* What is asked
1. In the piece on the RBI's Kisan Credit Card proposal, what is the extended overall tenure of the KCC facility?
2. Please carry on the piece about the RBI's Kisan Credit Card proposal from its final sentence.

* Reading passage
===============
From Crop Cycles To Loan Tenure: 4 Key Changes In RBI’s KCC Proposal
Kisan Credit Card Scheme: The Reserve Bank of India (RBI) has released draft directions to revise the Kisan Credit Card (KCC) Scheme, aiming to expand coverage, streamline operations, and align credit norms with evolving agricultural needs.
Standardized Crop Cycles And Extended Loan Tenure
As outlined in the draft, crop seasons have been standardized to introduce uniformity in loan sanctioning and repayment schedules. Short-duration crops will now be treated under a 12-month cycle, while long-duration crops will follow an 18-month cycle.
Example:
A farmer growing paddy or wheat (harvested in a few months) will follow a 12-month loan cycle.
A farmer growing sugarcane (which takes 12–18 months) will get an 18-month cycle.
To better align loan tenure with these crop cycles, especially for longer-duration crops, the overall tenure of the KCC facility has been extended to six years. The move is expected to provide farmers with greater flexibility in repayment and reduce rollover pressures.
Example:
If a farmer growing sugarcane faces a bad monsoon in Year 2, he doesn’t have to rush repayment immediately. The 6-year window gives more breathing space and reduces pressure to take fresh loans to repay old ones.
The draft directions apply to Commercial Banks, Small Finance Banks, Regional Rural Banks, and Rural Co-operative Banks, indicating a system-wide implementation once finalized.
Drawing Limits Linked To Cost Of Cultivation
The RBI has proposed aligning drawing limits under the KCC scheme with the scale of finance for each crop season . This adjustment aims to ensure that farmers receive credit in line with the actual cost of cultivation, addressing concerns around under-financing.
Example:
If growing cotton in a district costs Rs 60,000 per acre (as per agriculture department data), banks will align KCC limits accordingly — instead of giving a lower, outdated amount like Rs 40,000.
===============
* Data entries
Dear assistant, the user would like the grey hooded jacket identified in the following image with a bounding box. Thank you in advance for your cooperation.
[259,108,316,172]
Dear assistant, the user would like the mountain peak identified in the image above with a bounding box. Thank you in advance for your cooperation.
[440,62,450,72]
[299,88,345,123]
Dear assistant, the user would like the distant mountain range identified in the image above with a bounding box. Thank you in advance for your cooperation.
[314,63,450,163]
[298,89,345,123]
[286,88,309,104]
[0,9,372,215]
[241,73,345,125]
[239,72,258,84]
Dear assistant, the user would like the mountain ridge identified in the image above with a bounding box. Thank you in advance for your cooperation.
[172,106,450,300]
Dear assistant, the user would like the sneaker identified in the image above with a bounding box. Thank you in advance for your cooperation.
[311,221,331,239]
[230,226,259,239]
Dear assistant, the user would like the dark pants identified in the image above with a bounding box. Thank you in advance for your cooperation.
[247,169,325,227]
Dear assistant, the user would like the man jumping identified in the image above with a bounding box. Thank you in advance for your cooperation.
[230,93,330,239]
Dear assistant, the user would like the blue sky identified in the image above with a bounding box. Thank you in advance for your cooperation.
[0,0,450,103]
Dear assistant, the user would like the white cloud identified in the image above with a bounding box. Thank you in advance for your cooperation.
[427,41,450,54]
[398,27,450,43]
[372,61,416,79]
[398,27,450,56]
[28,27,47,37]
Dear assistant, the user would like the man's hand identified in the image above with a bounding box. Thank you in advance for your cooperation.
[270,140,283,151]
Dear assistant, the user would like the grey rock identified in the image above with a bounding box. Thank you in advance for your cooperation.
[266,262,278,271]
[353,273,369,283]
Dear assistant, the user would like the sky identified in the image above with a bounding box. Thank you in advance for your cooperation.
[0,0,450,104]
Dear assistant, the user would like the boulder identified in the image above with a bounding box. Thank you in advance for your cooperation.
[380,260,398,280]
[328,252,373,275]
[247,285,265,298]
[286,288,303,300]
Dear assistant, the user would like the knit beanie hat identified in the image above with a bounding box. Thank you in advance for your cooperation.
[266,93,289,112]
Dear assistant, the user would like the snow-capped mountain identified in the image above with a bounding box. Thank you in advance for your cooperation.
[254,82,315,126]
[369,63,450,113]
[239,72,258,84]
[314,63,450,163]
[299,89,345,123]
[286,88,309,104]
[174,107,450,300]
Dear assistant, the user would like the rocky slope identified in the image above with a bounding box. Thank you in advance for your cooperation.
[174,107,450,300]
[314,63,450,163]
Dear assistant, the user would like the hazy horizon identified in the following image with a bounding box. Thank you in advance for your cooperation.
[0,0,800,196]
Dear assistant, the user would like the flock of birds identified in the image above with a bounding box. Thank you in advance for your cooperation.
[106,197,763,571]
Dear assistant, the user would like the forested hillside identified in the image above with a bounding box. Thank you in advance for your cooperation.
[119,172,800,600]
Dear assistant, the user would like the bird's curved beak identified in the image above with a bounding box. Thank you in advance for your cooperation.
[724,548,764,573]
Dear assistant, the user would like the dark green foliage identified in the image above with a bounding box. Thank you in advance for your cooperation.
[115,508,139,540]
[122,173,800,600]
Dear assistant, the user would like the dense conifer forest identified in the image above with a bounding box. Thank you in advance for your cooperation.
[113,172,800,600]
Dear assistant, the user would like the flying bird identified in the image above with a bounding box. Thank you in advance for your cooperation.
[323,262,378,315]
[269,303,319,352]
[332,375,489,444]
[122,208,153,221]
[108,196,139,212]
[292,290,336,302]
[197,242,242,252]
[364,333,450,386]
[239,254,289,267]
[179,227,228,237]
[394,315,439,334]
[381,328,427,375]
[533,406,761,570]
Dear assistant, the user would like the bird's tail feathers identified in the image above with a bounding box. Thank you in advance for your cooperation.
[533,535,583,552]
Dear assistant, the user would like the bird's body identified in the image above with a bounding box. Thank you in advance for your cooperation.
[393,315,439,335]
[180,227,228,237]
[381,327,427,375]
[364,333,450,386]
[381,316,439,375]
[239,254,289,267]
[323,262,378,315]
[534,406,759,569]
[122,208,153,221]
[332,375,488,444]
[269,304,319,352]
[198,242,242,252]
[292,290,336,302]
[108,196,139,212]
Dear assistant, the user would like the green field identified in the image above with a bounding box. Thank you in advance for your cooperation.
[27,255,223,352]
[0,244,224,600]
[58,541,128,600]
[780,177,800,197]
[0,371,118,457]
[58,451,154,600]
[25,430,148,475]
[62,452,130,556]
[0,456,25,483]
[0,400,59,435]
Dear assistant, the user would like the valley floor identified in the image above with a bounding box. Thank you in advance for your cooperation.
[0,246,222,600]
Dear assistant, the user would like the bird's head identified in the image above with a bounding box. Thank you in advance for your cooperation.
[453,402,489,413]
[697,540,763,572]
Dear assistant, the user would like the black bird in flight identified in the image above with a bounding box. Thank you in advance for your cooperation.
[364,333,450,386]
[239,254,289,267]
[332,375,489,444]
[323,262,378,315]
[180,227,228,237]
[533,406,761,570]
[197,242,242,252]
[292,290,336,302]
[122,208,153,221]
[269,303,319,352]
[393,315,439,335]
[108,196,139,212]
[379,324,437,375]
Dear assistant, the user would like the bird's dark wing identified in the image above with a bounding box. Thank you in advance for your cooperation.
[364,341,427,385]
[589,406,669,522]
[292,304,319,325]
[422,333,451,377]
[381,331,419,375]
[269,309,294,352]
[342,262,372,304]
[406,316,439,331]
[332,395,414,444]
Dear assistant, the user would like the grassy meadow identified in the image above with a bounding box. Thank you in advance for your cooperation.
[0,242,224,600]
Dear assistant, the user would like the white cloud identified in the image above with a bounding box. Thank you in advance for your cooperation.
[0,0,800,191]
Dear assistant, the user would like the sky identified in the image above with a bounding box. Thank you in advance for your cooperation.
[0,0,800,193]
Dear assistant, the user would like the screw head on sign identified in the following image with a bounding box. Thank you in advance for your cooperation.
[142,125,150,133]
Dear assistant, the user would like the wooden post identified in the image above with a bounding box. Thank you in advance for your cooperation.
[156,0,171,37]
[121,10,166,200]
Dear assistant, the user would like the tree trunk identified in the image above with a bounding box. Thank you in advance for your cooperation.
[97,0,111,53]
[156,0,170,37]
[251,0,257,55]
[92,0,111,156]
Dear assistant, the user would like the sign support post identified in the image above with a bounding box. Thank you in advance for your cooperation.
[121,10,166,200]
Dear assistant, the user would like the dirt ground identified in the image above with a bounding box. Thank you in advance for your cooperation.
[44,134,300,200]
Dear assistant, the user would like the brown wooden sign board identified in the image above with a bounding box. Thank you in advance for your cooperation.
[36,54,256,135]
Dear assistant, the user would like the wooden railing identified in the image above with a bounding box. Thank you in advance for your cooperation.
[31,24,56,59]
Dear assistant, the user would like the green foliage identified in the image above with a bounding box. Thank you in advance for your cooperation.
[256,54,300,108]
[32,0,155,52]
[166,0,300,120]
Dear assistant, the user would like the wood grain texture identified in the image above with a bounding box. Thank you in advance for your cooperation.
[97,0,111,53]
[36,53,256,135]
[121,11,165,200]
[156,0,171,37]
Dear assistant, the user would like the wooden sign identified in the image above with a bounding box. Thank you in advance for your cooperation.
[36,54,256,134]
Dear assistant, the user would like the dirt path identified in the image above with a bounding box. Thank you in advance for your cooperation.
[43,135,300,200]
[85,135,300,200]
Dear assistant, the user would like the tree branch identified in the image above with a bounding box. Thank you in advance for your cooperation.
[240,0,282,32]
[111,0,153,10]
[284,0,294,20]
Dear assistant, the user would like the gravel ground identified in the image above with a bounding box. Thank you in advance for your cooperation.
===============
* Answers for this exercise
1. Six years.

2.
In addition, the draft expands eligible components under the KCC framework. Expenses related to technological interventions—such as soil testing, real-time weather forecasts, and certification for organic or good agricultural practices—have been included within the existing 20% additional component earmarked for repairs and maintenance of farm assets .
Example:
If a farmer wants to:
- Test soil before sowing
- Subscribe to real-time weather alerts
- Get organic farming certification
These costs can now be covered under KCC instead of paying from pocket.
What Is Kisan Credit Card Scheme?
The Kisan Credit Card scheme aims at providing adequate and timely credit support from the banking system under a single window with flexible and simplified procedures to the farmers for their cultivation and other needs.
The KCC scheme was introduced in 1998 for the issue of Kisan Credit Cards to farmers on the basis of their holdings for uniform adoption by the banks so that farmers may use them to readily purchase agriculture inputs such as seeds, fertilizers, pesticides etc. and draw cash for their production needs.
KCC covers post-harvest expenses, produce marketing loan, consumption requirements of farmer households, working capital for maintenance of farm assets and activities allied to agriculture, investment credit requirement for agriculture and allied activities.